Excerpt from a dataset:

——————

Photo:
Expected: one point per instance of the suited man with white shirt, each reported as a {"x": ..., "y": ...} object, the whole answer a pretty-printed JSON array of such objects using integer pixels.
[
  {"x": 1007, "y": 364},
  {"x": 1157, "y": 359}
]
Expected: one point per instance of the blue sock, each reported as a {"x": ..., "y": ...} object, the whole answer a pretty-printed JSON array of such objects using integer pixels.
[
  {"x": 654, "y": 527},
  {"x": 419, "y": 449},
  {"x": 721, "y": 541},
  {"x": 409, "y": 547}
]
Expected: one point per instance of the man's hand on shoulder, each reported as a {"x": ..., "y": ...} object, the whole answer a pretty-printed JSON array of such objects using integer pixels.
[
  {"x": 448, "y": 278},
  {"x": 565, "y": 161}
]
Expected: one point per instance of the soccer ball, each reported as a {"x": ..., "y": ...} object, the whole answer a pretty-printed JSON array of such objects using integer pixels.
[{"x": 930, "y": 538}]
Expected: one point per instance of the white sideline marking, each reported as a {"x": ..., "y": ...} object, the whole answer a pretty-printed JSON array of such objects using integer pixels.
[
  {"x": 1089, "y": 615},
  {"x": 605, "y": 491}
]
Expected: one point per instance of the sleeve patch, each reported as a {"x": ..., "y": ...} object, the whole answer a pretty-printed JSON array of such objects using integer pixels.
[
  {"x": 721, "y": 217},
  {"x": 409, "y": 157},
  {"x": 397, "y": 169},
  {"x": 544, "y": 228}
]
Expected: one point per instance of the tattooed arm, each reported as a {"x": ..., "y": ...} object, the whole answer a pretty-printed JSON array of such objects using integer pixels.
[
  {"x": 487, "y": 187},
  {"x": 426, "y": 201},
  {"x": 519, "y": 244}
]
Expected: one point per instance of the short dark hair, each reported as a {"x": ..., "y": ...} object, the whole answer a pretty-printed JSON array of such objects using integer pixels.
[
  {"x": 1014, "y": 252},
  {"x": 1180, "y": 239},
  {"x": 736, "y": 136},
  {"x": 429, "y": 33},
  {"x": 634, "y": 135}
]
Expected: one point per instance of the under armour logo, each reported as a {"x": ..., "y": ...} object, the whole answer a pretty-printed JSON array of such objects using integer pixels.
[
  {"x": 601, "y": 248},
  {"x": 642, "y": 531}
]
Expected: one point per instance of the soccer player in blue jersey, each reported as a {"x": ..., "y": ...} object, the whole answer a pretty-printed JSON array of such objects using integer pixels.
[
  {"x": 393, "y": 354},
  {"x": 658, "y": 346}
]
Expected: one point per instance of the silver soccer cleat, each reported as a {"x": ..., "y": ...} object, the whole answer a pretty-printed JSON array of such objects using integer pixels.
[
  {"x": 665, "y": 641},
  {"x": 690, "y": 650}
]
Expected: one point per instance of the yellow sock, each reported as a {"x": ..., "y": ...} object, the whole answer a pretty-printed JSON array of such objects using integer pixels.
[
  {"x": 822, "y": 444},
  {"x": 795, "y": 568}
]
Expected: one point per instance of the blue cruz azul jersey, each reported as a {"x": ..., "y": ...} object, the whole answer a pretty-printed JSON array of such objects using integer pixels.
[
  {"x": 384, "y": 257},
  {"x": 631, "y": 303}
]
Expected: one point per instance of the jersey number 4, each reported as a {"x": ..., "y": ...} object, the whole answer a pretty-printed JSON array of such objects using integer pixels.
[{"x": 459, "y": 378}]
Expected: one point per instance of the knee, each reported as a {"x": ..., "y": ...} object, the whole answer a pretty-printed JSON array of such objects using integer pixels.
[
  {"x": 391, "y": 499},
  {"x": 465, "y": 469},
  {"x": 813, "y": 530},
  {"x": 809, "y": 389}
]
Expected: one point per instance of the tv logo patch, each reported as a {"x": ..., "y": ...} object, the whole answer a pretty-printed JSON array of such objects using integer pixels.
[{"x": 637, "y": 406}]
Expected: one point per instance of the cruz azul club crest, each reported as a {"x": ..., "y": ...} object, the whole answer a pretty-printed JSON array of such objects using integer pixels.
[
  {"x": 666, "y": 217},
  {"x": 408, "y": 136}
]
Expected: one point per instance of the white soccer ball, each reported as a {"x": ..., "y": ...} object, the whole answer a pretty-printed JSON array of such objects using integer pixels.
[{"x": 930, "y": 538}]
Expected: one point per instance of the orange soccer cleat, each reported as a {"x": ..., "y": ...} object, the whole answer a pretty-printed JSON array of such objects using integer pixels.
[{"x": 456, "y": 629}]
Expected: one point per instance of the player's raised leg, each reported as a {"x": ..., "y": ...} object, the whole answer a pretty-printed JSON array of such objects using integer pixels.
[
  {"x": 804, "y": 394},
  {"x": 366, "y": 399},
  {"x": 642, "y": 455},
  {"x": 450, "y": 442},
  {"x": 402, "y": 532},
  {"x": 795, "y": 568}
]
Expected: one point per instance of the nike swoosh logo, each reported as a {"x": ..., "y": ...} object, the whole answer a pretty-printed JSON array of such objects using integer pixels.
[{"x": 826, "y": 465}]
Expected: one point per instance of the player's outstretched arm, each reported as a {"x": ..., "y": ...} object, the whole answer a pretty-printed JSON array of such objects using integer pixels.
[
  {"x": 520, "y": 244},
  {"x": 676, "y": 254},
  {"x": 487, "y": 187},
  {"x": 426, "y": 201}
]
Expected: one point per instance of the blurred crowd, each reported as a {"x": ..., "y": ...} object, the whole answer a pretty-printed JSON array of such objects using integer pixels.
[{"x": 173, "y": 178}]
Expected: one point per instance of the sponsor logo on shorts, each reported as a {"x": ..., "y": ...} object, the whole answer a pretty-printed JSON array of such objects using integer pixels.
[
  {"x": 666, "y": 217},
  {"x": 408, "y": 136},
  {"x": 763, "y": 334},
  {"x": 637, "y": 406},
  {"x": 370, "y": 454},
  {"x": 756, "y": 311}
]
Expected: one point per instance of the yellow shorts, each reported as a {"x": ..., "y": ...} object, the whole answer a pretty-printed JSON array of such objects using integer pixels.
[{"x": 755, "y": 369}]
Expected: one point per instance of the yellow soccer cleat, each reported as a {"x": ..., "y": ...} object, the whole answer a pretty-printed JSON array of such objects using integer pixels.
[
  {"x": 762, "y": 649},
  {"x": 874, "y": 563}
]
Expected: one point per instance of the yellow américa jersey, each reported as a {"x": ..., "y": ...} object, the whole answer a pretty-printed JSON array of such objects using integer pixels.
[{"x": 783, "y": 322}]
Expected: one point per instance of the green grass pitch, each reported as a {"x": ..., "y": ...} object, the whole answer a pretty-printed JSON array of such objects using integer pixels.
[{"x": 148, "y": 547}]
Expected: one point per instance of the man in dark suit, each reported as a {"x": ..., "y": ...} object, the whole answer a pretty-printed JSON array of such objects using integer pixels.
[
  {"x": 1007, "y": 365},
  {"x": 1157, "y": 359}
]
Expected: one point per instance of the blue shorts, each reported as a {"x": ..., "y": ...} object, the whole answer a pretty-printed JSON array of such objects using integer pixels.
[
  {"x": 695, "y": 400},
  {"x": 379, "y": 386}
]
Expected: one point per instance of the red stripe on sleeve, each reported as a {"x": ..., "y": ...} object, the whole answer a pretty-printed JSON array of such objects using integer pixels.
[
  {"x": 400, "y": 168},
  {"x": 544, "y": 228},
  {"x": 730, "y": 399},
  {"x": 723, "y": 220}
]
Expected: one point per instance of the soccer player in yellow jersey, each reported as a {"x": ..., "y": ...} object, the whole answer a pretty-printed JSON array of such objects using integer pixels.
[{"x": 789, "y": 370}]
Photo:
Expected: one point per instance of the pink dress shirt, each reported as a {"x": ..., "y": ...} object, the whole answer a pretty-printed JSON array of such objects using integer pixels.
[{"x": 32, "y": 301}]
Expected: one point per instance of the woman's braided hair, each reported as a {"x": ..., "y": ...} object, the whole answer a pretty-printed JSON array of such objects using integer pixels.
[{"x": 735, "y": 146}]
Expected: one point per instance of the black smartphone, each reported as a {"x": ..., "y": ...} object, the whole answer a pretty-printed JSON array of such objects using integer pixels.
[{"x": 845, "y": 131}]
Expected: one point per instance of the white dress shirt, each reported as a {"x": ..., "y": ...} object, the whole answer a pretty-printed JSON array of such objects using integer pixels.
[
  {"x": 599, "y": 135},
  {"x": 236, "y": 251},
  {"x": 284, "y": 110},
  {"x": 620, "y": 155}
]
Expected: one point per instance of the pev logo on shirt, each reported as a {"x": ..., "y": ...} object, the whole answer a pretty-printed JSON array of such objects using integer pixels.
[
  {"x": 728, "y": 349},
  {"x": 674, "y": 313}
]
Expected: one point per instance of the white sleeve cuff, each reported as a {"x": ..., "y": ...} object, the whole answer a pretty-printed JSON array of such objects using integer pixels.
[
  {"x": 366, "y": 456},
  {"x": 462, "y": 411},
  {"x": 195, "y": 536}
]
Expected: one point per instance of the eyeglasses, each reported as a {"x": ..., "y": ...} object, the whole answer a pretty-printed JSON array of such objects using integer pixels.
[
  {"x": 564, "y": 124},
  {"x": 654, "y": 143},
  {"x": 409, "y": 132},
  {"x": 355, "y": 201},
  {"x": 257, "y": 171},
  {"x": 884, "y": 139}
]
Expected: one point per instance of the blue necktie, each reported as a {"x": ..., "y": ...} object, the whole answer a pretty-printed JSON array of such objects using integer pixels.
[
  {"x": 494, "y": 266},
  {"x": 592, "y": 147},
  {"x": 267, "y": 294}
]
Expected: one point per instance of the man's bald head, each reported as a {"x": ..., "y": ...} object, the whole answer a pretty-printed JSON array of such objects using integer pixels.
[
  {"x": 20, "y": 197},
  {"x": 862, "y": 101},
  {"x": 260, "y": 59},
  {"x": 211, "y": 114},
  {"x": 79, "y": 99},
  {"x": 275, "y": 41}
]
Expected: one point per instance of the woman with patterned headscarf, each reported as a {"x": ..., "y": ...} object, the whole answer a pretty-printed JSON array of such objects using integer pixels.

——————

Repeat, without changes, every line from the one that contains "Expected: one point per instance of the blue necktie, each" through the final line of the data.

Expected: one point per instance of the blue necktie, each reported as a {"x": ..., "y": ...} object, the whole answer a pretty-printed JSON array of such objects using integer pixels.
[
  {"x": 494, "y": 266},
  {"x": 592, "y": 147},
  {"x": 267, "y": 294}
]
Expected: one point per instance of the man's bald head, each reported as a {"x": ..., "y": ...} object, the whole answer a pretty-printed JSON array of such objects using integer pixels.
[
  {"x": 20, "y": 197},
  {"x": 862, "y": 101},
  {"x": 260, "y": 59},
  {"x": 211, "y": 114},
  {"x": 79, "y": 99},
  {"x": 275, "y": 41}
]
Expected: one point per instance of the woman with patterned headscarf, each reported as a {"x": ..., "y": ...} object, the whole answer a pretty-printed JSON array of such objects using integer pixels.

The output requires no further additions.